8.2 Primary key association

 

8.1 Foreign key association


There are seven tables: store information table, order table, order detail table, payment collection table, store online rating table, store offline rating table, and store assessment score table. Perform the following calculations:

Store information table

storeid state
s101 California
s102 New York
s103 Florida

Order table

storeid orderid client location
s101 o10001 c104231 New York
s101 o10002 c107032 New York
s101 o10003 c108875 New York

Order detail table

storeid orderid productid price
s101 o10001 p1078 1273
s101 o10002 p1091 131
s101 o10002 p1008 780

Payment collection table

storeid orderid term payment
s101 o10001 1 318.25
s101 o10001 2 318.25
s101 o10001 3 318.25

Store online rating table

storeid online_score
s101 4
s102 1
s103 5

Store offline rating table

storeid offline_score
s101 10
s102 2
s103 2

Store assessment score table

storeid test_score
s101 4
s102 10
s103 8

1. Homo-dimension association - calculate the score given by client for a store (online score*0.4 + offline score*0.6)

→ Provided data:
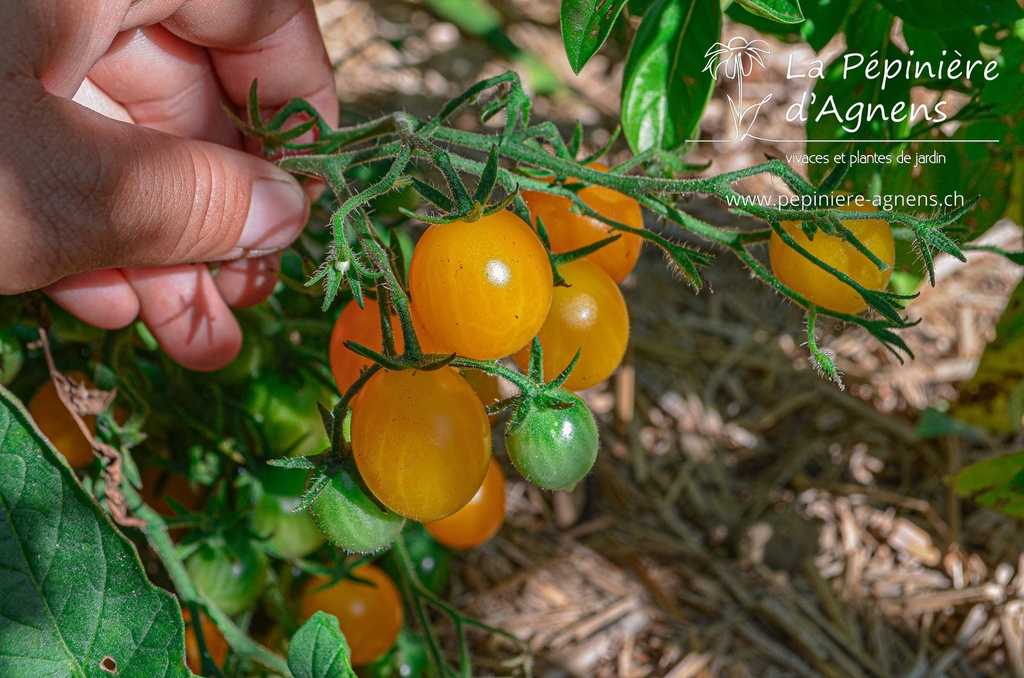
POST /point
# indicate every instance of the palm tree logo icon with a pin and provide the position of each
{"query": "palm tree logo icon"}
(737, 59)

→ Exercise A: How many tables does the page on table associations say there are?
→ Exercise B: Return the stretch of the page on table associations from "storeid test_score" through "score*0.4 + offline score*0.6)", copied word for word.

→ Written reply A: Seven.

→ Written reply B:
storeid test_score
s101 4
s102 10
s103 8

1. Homo-dimension association - calculate the score given by client for a store (online score*0.4 + offline score*0.6)